**Document extract**
If enacted, the bill would fund ferry boat and terminal projects from the Highway Trust Fund: $182 million in FY2027, rising to $191 million in FY2031. It would also explicitly allow Federal Lands Access and Federal Lands Transportation projects that improve accessibility for people with disabilities and improve resilience of transportation facilities serving Federal lands.

Intercity rail service and equipment

If enacted, the bill would let DOT make multistate equipment pool agreements and give nonbinding letters of intent for multiyear funding. The Department would study and evaluate new or expanded intercity passenger rail routes within two years. When DOT awards grants to non-Amtrak carriers, it could require Amtrak to give access to reservation systems or stations and may pay Amtrak for that access. Amtrak-owned trains bought after enactment would need a baby changing table in at least one restroom in each car.

Rail safety, access, and tech upgrades

If enacted, the bill would require rail carriers to train engineers on manual operation and give engineers discretion to use manual mode in hazardous conditions, add a categorical exclusion for certain projects inside existing railroad rights-of-way, and require the Secretary to review computerized train-dispatching systems within 1 year. It would create a working group to standardize access agreements, require action when a public crossing is blocked 3 times in 30 days, set up grade crossing set-aside guidance, and require passenger rail operators to submit assault prevention plans within 1 year. The bill would also create a competitive rail technology pilot that pays up to 50% of project costs and limits awards to no more than 20% of program funds per recipient.

**Task objective**
Can you continue the transportation bill summary from its final sentence, carrying on in the same style? The rows that follow were drawn from a separate source unrelated to the bill summary.

(Box-labeled dataset extracts)
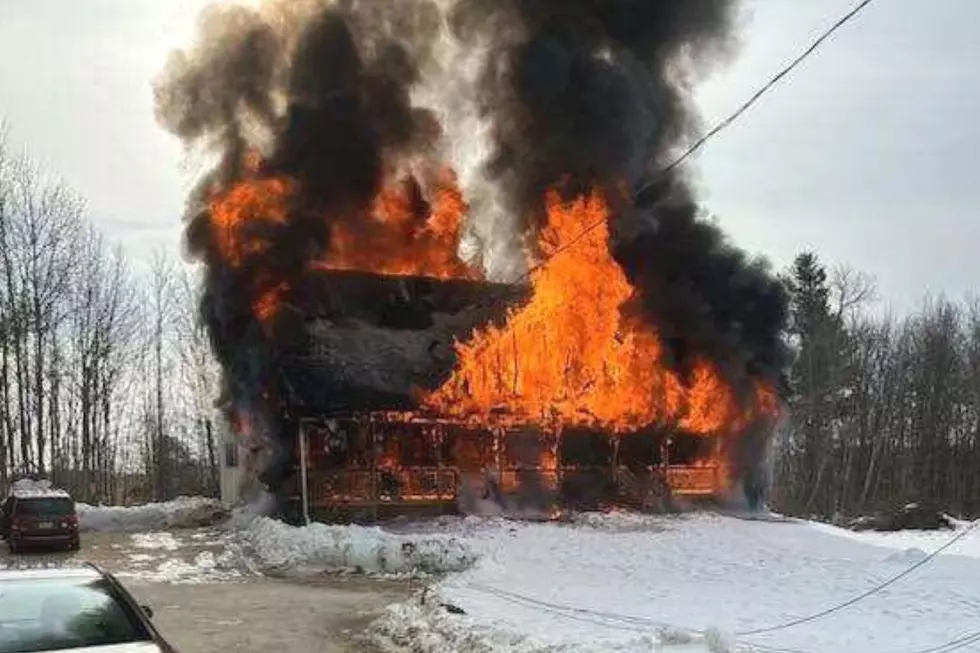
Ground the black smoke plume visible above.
[157,0,788,504]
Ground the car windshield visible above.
[0,579,152,653]
[14,497,75,517]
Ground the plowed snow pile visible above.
[77,497,228,533]
[243,517,475,575]
[372,514,980,653]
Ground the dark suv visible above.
[0,485,81,553]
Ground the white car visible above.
[0,564,177,653]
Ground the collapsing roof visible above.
[281,271,528,414]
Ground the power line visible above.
[736,520,980,637]
[464,0,874,316]
[640,0,874,181]
[467,520,980,640]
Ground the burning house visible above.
[157,0,787,519]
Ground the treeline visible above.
[0,126,218,502]
[772,253,980,519]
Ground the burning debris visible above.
[156,0,787,520]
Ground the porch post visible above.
[299,421,310,526]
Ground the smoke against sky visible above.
[0,0,980,311]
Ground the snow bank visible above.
[371,514,980,653]
[76,497,228,533]
[10,478,69,499]
[243,517,476,574]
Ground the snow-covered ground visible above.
[374,514,980,653]
[76,497,228,533]
[242,517,476,575]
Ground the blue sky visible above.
[0,0,980,312]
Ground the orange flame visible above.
[425,187,776,435]
[210,178,296,268]
[319,172,479,279]
[210,166,480,328]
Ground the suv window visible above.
[14,497,75,517]
[0,579,153,653]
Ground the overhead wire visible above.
[466,520,980,653]
[460,0,874,320]
[736,520,980,637]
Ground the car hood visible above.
[47,642,164,653]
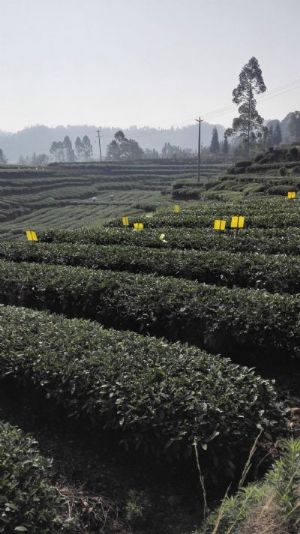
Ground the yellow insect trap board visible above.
[230,215,245,230]
[214,219,226,231]
[26,230,38,241]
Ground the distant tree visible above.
[106,139,120,161]
[50,141,65,163]
[222,133,229,157]
[115,130,126,143]
[209,128,220,154]
[228,57,266,157]
[75,137,84,161]
[27,152,49,167]
[267,124,274,147]
[63,135,75,163]
[161,143,193,159]
[273,121,282,146]
[18,155,29,165]
[144,148,159,159]
[0,148,7,165]
[82,135,93,161]
[288,111,300,143]
[106,130,144,160]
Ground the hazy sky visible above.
[0,0,300,131]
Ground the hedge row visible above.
[0,422,63,534]
[0,306,285,482]
[0,261,300,361]
[39,227,300,255]
[0,242,300,293]
[105,210,300,228]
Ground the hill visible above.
[0,122,225,163]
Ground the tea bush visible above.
[0,306,285,477]
[0,242,300,293]
[0,422,65,534]
[39,227,300,255]
[0,261,300,361]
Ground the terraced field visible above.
[0,160,224,238]
[0,164,300,534]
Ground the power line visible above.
[195,117,203,184]
[97,128,102,161]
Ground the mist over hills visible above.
[0,122,225,163]
[0,113,291,163]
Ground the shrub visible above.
[40,227,300,255]
[0,261,300,361]
[0,242,300,293]
[0,421,63,534]
[0,306,285,486]
[204,440,300,534]
[292,165,300,176]
[279,167,287,176]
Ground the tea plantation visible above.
[0,163,300,534]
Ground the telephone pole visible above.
[97,128,102,161]
[195,117,203,184]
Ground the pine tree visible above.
[273,121,282,146]
[222,134,229,157]
[63,135,75,162]
[288,111,300,143]
[232,57,266,157]
[267,125,274,147]
[0,148,7,165]
[209,128,220,154]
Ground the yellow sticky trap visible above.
[230,215,245,229]
[214,219,226,231]
[26,230,38,241]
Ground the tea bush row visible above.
[0,422,65,534]
[0,306,285,486]
[0,242,300,293]
[0,261,300,363]
[39,227,300,255]
[105,210,300,228]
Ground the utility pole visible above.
[97,128,102,161]
[195,117,203,184]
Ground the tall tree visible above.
[75,137,84,161]
[273,121,282,146]
[50,141,65,163]
[0,148,7,165]
[231,57,266,156]
[63,135,75,162]
[82,135,93,161]
[267,124,274,147]
[106,130,144,160]
[288,111,300,143]
[222,133,229,158]
[209,128,220,154]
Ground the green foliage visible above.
[0,306,285,478]
[201,440,300,534]
[0,422,63,534]
[40,227,300,255]
[0,261,300,361]
[279,167,287,176]
[0,242,300,293]
[209,128,220,154]
[232,57,266,155]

**Result for this task**
Transportation emergency resilience working group

If enacted, the Secretary would convene a working group within one year to study how surface transportation assets respond to disasters and recommend ways to increase resilience and speed emergency relief. The group must report within one year and the Secretary must send summaries and implementation plans to Congress.

Transportation workforce and CDL training

If enacted, the bill would create a national Transit Workforce Development Center and a surface transportation Task Force to plan workforce strategies. It would set up a commercial motor vehicle workforce grant program with authorized funding from $27.5 million (FY2027) to $29.8 million (FY2031). The bill would also start CDL rule changes to let States give driving skills tests to any applicant and allow a limited school‑bus pre‑trip engine waiver when each State involved agrees, with annual reporting through 2031.

Faster project delivery and fair bidding

If enacted, the bill would push DOT to speed project delivery and improve procurement transparency. It would direct studies of highway network overlaps, survey and propose new categorical exclusions for routine transportation actions, and require DOT to post the data and studies behind proposed rules in rule dockets. The Secretary must issue guidance and form a committee to spot anticompetitive bidding, require public notice of regressive State targets, and improve public access to DOT‑funded research within set deadlines. The Secretary would also set up a rulemaking committee to recommend regulatory changes for highway safety grant administration.

More help for territories, tribes, marinas

If enacted, Puerto Rico and U.S. territories would get set highway apportionments for FY2027–FY2031 (Puerto Rico: $191 million in FY2027 to $207 million in FY2031; territories: $51.2 million to $56.0 million). If enacted, an Insular Area Public Transportation Assistance Program would be created and $25 million per year would be set aside for rural and insular ferry projects. If enacted, Indian Tribes could ask to have competitive FHWA grant awards administered as Tribal Transportation Program funds. If enacted, Interior boating grants could pay up to 75% of eligible project costs and would prioritize certain projects.

More support for freight corridors

If enacted, the bill would rename and broaden the National Highway Freight program to include high priority corridors and aim to upgrade them to Interstate design standards. It would add digital infrastructure alongside intelligent transportation systems, add movement of agricultural products as an explicit consideration, and raise a 3% set‑aside to 5% while adjusting some 2% references to 2.5%.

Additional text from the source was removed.